WHAT IS EXPECTED: Count the lines in the entries below that contain the string "mirror". Reply with that number only.

Point labeling entries:
= = = = = = =

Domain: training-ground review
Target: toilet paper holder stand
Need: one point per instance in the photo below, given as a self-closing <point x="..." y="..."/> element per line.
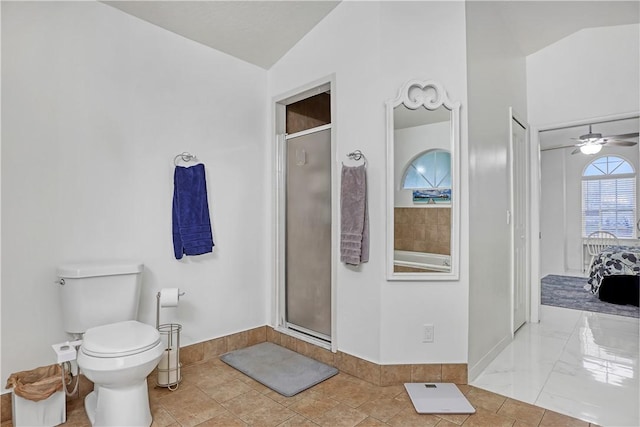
<point x="180" y="294"/>
<point x="169" y="374"/>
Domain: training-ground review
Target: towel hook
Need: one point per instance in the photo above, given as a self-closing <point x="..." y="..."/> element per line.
<point x="185" y="156"/>
<point x="357" y="155"/>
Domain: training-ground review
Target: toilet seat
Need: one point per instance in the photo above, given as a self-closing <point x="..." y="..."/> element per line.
<point x="119" y="339"/>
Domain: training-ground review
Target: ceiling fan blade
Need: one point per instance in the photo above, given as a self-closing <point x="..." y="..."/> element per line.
<point x="623" y="136"/>
<point x="557" y="147"/>
<point x="621" y="143"/>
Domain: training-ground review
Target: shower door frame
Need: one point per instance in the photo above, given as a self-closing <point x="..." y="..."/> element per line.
<point x="279" y="302"/>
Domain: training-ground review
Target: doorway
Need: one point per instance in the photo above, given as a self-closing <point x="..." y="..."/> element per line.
<point x="519" y="227"/>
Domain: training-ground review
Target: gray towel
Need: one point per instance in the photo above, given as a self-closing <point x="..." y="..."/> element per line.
<point x="354" y="221"/>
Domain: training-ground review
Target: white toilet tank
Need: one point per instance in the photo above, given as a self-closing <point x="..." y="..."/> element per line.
<point x="99" y="293"/>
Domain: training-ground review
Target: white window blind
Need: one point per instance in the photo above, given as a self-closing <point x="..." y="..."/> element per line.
<point x="609" y="197"/>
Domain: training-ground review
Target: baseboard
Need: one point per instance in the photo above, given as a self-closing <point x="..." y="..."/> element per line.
<point x="487" y="358"/>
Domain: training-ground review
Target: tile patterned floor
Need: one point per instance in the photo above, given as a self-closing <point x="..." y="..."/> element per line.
<point x="579" y="363"/>
<point x="214" y="394"/>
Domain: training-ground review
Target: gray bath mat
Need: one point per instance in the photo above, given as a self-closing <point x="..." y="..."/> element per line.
<point x="279" y="368"/>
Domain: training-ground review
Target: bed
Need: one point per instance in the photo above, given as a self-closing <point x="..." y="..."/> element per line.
<point x="615" y="275"/>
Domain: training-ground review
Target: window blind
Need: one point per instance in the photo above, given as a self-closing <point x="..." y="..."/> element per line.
<point x="609" y="204"/>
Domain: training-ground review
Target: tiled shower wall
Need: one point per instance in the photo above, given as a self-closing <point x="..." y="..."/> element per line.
<point x="423" y="229"/>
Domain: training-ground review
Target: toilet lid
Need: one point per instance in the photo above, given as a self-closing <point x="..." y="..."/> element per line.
<point x="119" y="339"/>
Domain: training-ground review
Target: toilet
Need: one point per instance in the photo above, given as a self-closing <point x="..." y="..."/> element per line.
<point x="100" y="306"/>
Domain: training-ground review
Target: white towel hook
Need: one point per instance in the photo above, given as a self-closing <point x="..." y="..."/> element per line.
<point x="185" y="156"/>
<point x="357" y="155"/>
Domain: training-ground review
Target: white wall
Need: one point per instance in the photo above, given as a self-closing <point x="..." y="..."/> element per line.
<point x="95" y="105"/>
<point x="591" y="73"/>
<point x="561" y="89"/>
<point x="373" y="48"/>
<point x="497" y="81"/>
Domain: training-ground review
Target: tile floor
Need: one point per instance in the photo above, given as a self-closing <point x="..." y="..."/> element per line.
<point x="213" y="394"/>
<point x="578" y="363"/>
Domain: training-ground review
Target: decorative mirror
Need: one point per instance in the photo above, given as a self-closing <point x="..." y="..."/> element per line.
<point x="422" y="183"/>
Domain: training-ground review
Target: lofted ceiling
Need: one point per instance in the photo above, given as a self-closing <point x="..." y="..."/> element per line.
<point x="261" y="32"/>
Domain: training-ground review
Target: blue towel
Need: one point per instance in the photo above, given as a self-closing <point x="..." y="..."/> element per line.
<point x="191" y="224"/>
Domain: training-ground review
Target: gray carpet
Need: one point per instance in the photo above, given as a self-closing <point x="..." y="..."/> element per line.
<point x="279" y="368"/>
<point x="569" y="292"/>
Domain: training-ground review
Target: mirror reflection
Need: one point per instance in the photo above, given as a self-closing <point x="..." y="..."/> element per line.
<point x="422" y="180"/>
<point x="422" y="200"/>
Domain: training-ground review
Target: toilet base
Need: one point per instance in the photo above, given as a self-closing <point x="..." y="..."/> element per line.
<point x="125" y="406"/>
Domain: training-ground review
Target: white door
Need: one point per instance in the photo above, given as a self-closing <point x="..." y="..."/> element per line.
<point x="519" y="236"/>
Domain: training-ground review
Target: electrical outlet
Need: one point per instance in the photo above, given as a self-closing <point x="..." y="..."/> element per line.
<point x="427" y="333"/>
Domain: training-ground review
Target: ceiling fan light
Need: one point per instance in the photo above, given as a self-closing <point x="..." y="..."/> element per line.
<point x="591" y="148"/>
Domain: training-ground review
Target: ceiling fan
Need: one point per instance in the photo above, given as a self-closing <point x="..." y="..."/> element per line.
<point x="592" y="143"/>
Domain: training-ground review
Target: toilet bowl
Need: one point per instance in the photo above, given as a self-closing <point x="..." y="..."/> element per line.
<point x="118" y="357"/>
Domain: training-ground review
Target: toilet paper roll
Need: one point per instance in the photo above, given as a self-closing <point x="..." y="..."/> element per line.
<point x="169" y="297"/>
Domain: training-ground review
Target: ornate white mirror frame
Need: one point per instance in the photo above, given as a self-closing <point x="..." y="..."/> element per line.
<point x="431" y="95"/>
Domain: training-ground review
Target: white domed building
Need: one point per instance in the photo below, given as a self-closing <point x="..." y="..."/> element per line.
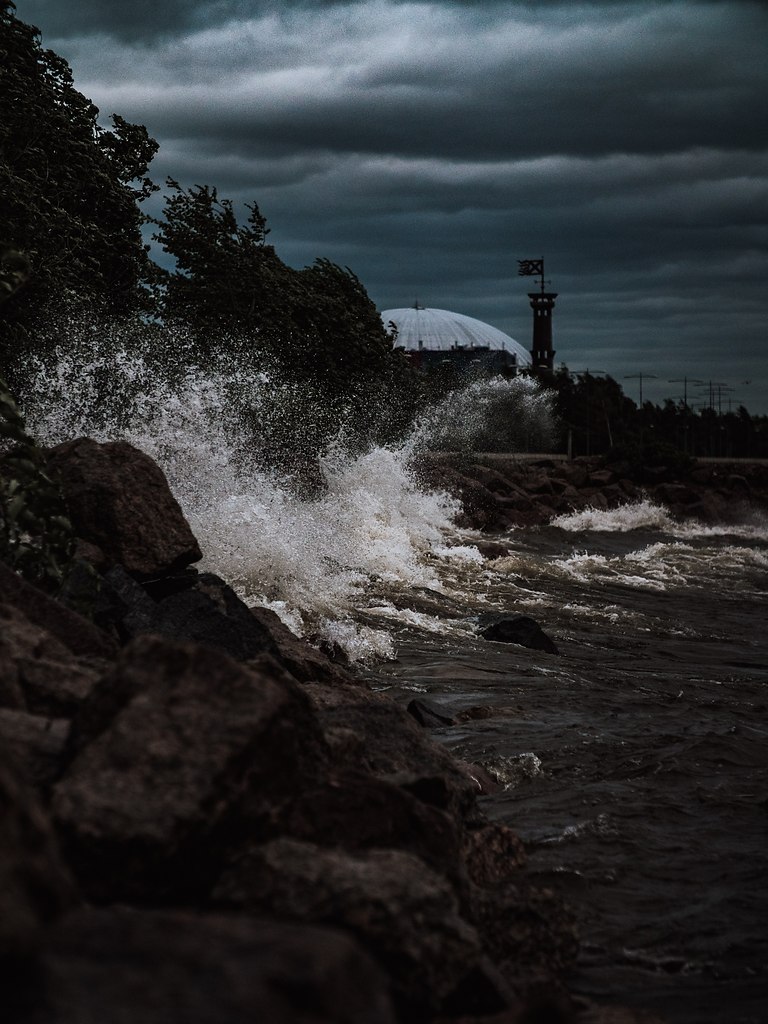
<point x="438" y="336"/>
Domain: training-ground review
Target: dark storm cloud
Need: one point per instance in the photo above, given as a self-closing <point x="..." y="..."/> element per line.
<point x="428" y="145"/>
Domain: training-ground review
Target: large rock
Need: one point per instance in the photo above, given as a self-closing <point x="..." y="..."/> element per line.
<point x="361" y="812"/>
<point x="120" y="966"/>
<point x="37" y="672"/>
<point x="171" y="748"/>
<point x="36" y="742"/>
<point x="528" y="932"/>
<point x="201" y="608"/>
<point x="372" y="733"/>
<point x="35" y="888"/>
<point x="120" y="501"/>
<point x="77" y="634"/>
<point x="402" y="912"/>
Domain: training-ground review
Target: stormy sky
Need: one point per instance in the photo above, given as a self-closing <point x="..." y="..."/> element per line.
<point x="428" y="145"/>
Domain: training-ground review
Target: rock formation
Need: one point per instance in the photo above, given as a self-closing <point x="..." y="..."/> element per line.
<point x="205" y="819"/>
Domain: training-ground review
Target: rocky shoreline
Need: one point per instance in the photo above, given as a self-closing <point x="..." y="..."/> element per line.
<point x="499" y="493"/>
<point x="207" y="819"/>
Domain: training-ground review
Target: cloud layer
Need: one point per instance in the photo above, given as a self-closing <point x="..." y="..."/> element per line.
<point x="428" y="145"/>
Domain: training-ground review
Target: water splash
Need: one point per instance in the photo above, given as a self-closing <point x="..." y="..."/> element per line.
<point x="316" y="561"/>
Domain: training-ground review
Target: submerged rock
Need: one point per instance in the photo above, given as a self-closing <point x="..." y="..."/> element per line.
<point x="520" y="630"/>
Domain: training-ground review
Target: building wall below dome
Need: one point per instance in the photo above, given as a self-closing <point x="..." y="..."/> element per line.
<point x="464" y="358"/>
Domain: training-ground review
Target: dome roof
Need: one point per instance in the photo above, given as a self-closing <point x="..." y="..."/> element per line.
<point x="441" y="329"/>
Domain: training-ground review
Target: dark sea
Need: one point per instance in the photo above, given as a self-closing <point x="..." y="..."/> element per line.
<point x="634" y="764"/>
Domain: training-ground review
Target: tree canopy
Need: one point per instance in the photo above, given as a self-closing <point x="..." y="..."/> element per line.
<point x="69" y="187"/>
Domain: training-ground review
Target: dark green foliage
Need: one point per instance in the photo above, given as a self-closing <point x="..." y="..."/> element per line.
<point x="314" y="329"/>
<point x="639" y="456"/>
<point x="68" y="198"/>
<point x="36" y="537"/>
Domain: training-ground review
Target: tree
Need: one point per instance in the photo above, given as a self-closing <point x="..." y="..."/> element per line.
<point x="69" y="187"/>
<point x="316" y="326"/>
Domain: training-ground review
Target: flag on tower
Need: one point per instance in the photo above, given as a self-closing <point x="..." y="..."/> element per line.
<point x="530" y="267"/>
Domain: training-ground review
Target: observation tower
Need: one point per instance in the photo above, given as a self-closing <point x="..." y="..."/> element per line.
<point x="542" y="302"/>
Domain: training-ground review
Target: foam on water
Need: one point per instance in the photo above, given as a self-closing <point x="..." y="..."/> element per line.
<point x="312" y="561"/>
<point x="647" y="515"/>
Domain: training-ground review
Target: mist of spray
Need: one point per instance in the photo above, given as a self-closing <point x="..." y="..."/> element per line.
<point x="313" y="560"/>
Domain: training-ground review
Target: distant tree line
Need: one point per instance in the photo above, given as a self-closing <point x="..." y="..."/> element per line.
<point x="71" y="193"/>
<point x="73" y="240"/>
<point x="596" y="416"/>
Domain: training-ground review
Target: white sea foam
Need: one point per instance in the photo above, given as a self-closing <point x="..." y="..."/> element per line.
<point x="643" y="514"/>
<point x="312" y="561"/>
<point x="647" y="515"/>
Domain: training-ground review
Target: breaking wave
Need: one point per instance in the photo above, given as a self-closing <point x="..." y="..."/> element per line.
<point x="313" y="560"/>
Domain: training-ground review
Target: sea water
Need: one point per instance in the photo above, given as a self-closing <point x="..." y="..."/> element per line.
<point x="634" y="764"/>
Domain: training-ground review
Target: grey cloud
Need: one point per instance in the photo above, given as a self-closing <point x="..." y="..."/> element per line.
<point x="512" y="90"/>
<point x="428" y="146"/>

= = = = = = =

OUTPUT OF THE EXERCISE: 3